[Start of PROVIDED INFORMATION]

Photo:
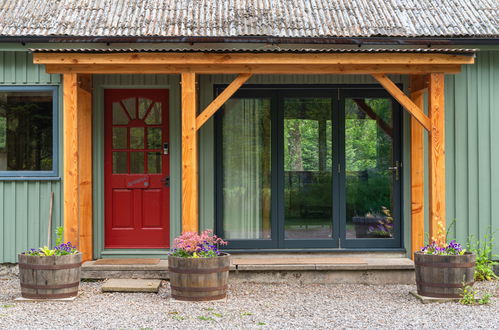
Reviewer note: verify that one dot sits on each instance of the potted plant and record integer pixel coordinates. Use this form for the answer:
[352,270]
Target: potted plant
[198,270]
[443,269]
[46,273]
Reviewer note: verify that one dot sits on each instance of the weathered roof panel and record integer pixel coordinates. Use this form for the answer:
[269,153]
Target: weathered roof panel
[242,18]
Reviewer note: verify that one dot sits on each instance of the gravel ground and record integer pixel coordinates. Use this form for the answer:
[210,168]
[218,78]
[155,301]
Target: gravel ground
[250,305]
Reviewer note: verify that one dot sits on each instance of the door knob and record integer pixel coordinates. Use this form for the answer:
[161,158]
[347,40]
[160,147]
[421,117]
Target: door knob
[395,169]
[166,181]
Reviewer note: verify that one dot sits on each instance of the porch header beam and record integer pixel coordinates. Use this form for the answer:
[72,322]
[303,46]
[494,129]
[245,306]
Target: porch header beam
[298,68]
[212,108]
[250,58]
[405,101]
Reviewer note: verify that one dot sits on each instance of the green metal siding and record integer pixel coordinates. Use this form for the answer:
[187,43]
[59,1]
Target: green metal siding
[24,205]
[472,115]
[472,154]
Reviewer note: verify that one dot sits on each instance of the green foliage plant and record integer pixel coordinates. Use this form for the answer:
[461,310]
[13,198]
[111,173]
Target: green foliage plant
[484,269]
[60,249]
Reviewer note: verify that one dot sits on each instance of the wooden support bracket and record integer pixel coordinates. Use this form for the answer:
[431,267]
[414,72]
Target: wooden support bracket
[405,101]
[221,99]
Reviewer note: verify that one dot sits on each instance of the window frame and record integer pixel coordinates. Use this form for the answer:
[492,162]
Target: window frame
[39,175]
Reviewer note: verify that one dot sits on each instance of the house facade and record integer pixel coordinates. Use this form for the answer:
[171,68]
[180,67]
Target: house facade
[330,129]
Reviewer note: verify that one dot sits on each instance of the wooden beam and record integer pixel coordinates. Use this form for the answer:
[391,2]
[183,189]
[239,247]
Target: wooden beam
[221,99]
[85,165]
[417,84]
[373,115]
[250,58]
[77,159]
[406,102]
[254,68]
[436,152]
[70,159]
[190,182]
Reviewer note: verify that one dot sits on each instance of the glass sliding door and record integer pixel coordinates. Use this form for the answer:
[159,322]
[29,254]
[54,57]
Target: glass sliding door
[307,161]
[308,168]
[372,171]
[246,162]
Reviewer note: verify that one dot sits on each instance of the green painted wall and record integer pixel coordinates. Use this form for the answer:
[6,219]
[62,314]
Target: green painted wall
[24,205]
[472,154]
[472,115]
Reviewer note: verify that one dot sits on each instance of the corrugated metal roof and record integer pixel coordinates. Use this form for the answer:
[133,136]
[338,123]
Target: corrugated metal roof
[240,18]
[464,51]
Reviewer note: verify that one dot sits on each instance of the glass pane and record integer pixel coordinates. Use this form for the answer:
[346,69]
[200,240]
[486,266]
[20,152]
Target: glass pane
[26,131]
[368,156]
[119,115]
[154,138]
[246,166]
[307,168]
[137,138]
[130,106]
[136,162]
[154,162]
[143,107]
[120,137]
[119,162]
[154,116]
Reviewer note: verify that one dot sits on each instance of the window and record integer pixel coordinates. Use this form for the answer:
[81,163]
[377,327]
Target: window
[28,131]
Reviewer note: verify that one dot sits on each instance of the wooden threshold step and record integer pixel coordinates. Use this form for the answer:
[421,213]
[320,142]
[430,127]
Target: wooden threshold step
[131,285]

[End of PROVIDED INFORMATION]

WHAT THE EXERCISE ASKS:
Reproduce every entry above line for line, leaving out the pictures.

PROBLEM SOLUTION:
Photo:
Reviewer note: verify that one dot sits on each instance of the potted plant and record integer pixel coordinates. Use this form for the answer:
[352,270]
Target: potted plant
[198,270]
[443,269]
[46,273]
Reviewer note: verify that one dot sits on each instance of the weathered roof panel and record integer pixel coordinates. Use this form for the answer:
[269,153]
Target: weathered roof panel
[242,18]
Reviewer note: verify that one dot sits on each instance of the gravel ground and record integer pixel coordinates. Use this form for the answer:
[210,168]
[218,78]
[155,301]
Target: gravel ground
[250,305]
Reviewer note: verify that one dot sits on each instance of the door knob and record integer pixel coordinates. Use this form for the answer:
[161,158]
[347,40]
[160,147]
[421,117]
Target: door knob
[395,169]
[166,181]
Reviewer note: verify that one dot sits on each instance of the porch header beam and record integer pixel coordinates. Use this form for the answer:
[72,322]
[303,46]
[494,129]
[245,306]
Target: porch header beam
[298,68]
[212,108]
[250,58]
[405,101]
Reviewer note: verify that one dot sits on each instance of the green metal siding and record integer pixel coordinates. Use this form for the answer:
[187,43]
[59,1]
Target: green metal siding
[24,205]
[472,115]
[472,154]
Reviewer note: verify that one dot sits on each instance of the green foliage plant and record integer pixel coordinates. Use this form for the answer:
[461,310]
[13,198]
[111,173]
Target: green foliage plant
[484,269]
[60,249]
Reviewer note: verify that one dot sits on each instance of the wooden support bracket and record integer pixel coordinates. Use this form for the answer:
[431,267]
[414,72]
Target: wooden support bracket
[405,101]
[221,99]
Reviewer note: verify that one dot sits on each instance of the window frame and record integer pixel coordinates. Use this form for the answer:
[492,162]
Target: window frame
[39,175]
Reviewer note: verify that one dot sits on each instance of the house facade and record integer pixel coordinates. Use this form for the answer:
[171,68]
[180,67]
Target: house facade
[330,129]
Reviewer note: verify that one dot sits on each instance of the wooden beam and record integer pixel coordinates. Use this form for the answer:
[391,2]
[183,189]
[239,247]
Target: wooden beam
[221,99]
[85,165]
[417,84]
[373,115]
[250,58]
[77,159]
[406,102]
[254,68]
[436,152]
[70,159]
[190,182]
Reviewer note: verify that one dot sits on each instance of the glass sliding door and record integer pixel coordinates. Use this form for the answer:
[159,322]
[29,254]
[54,57]
Target: glass sliding door
[307,161]
[308,168]
[372,171]
[246,162]
Reviewer note: verify that one dot sits on each instance of the green painted wall and record integer pixel coordinates. Use this form for the answer:
[6,219]
[62,314]
Target: green painted wall
[24,205]
[472,154]
[472,115]
Reviewer note: verify that one dot sits on each instance of the corrugated metal roof and record integer pixel coordinates. Use this form for the answer:
[133,136]
[338,123]
Target: corrugated metal roof
[240,18]
[464,51]
Reviewer note: verify that one dot sits on each instance of the glass pane and record integer pixel coordinates. Use this form for the answer:
[346,69]
[200,240]
[486,266]
[20,152]
Target: glass pane
[26,131]
[368,156]
[119,115]
[154,138]
[246,166]
[307,168]
[137,138]
[130,106]
[136,162]
[154,162]
[143,107]
[120,137]
[119,162]
[154,116]
Reviewer note: verify that one dot sits on each instance of the window and record integer pixel coordinates. Use this form for the answer:
[81,163]
[377,327]
Target: window
[28,131]
Reviewer note: verify that one dot sits on each instance of the wooden threshold step and record integer pixel coordinates. Use this form for the answer:
[421,213]
[320,142]
[430,127]
Target: wooden threshold step
[131,285]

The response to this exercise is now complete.